(Position annotation entries)
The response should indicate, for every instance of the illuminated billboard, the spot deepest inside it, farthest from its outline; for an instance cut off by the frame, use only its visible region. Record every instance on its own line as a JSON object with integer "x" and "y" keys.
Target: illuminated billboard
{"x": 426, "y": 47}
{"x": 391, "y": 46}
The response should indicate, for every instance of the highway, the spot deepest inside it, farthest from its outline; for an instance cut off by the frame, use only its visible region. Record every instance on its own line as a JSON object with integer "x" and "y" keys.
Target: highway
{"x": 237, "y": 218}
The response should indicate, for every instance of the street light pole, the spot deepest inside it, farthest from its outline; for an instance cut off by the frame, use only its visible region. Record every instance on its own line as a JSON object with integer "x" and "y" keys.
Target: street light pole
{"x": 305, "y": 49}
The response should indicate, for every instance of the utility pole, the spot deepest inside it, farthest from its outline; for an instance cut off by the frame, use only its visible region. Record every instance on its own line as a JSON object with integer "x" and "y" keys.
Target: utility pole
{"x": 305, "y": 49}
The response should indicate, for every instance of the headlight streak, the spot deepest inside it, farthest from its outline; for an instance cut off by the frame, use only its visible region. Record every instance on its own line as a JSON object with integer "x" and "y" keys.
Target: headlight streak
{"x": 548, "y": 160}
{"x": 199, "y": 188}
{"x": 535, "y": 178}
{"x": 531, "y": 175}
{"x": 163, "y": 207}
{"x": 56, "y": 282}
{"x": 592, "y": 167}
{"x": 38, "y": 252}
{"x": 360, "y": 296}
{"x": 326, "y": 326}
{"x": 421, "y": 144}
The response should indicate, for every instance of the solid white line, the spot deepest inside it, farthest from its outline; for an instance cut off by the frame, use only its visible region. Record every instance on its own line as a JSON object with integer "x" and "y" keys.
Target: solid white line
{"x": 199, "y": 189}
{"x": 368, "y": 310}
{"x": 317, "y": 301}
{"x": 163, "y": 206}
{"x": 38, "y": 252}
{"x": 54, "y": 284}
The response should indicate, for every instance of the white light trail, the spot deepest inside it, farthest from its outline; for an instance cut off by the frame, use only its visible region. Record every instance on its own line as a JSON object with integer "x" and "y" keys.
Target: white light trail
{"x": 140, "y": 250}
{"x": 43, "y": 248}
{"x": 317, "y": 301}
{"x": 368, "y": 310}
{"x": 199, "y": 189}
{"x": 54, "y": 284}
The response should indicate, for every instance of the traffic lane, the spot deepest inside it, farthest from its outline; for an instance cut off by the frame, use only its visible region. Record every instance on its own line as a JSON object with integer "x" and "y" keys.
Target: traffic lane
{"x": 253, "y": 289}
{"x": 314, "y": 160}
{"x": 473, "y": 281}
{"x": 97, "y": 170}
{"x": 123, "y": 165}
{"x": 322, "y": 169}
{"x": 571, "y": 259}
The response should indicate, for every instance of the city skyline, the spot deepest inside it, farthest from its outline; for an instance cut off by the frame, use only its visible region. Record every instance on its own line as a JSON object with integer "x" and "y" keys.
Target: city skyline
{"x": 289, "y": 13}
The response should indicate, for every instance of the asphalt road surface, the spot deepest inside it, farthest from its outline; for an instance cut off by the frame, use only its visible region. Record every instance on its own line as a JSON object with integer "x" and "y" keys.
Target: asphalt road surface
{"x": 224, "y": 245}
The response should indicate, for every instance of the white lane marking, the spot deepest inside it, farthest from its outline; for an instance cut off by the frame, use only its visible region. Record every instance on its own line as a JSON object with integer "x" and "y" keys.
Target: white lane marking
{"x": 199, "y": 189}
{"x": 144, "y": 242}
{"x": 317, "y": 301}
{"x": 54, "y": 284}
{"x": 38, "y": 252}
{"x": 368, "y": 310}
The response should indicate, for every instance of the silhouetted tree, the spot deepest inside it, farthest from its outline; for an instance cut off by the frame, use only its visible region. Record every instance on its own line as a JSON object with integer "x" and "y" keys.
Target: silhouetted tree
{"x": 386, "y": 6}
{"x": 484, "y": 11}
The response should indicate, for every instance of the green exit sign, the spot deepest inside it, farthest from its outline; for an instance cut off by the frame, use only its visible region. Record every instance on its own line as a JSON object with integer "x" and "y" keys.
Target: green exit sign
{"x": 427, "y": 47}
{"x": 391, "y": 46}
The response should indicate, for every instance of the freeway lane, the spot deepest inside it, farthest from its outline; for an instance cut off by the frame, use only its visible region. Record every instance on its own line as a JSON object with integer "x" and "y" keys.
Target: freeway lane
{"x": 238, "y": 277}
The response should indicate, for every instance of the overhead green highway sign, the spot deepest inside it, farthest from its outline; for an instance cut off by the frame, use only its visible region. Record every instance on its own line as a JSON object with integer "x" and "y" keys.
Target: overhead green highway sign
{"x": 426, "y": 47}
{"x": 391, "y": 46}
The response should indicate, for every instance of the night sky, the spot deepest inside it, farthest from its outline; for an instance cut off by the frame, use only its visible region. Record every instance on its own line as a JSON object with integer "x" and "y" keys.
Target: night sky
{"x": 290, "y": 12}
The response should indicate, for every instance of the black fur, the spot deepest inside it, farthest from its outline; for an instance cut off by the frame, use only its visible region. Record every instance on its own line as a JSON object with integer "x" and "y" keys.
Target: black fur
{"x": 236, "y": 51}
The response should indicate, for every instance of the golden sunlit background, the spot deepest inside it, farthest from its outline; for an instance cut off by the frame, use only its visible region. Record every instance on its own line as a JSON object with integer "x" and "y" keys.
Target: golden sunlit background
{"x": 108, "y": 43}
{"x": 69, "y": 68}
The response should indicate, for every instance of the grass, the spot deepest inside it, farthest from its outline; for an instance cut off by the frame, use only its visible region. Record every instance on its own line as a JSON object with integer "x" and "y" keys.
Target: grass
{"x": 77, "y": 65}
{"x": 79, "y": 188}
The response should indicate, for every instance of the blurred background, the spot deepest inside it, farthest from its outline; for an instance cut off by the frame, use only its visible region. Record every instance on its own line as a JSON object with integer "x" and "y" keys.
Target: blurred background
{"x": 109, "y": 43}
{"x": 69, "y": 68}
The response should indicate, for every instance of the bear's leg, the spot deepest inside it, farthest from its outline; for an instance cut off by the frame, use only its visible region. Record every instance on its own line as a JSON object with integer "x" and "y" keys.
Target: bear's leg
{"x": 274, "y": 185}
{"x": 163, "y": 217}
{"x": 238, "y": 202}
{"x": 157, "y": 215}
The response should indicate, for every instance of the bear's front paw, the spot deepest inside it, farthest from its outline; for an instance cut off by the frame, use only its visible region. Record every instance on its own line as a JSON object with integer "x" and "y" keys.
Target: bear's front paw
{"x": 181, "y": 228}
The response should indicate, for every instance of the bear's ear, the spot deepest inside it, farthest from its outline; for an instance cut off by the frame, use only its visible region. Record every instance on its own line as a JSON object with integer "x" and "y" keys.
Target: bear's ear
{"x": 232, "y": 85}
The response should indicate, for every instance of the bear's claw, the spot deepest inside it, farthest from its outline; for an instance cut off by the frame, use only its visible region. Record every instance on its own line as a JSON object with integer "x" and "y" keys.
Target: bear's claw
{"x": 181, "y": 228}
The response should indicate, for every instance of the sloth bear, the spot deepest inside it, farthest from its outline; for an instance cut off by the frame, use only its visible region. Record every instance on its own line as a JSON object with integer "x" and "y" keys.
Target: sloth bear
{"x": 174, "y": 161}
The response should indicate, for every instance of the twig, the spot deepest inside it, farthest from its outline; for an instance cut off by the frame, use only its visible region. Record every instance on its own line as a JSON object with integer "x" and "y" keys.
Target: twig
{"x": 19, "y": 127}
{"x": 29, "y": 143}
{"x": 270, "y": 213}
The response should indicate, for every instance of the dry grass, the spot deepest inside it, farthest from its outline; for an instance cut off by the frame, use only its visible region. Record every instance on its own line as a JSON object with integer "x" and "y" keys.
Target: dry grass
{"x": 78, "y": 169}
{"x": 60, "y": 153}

### What to produce
Reproduce verbatim the lines in the entries above from the one containing "the highway, the" through the one containing "Target: highway", including both of those lines.

### Written response
The response should indicate, for every instance of the highway, the spot deepest inside it, farthest from its outline; for an instance cut off by the frame, use only its visible region. Record every instance on its own line as a JSON object with integer "x" and "y" keys.
Target: highway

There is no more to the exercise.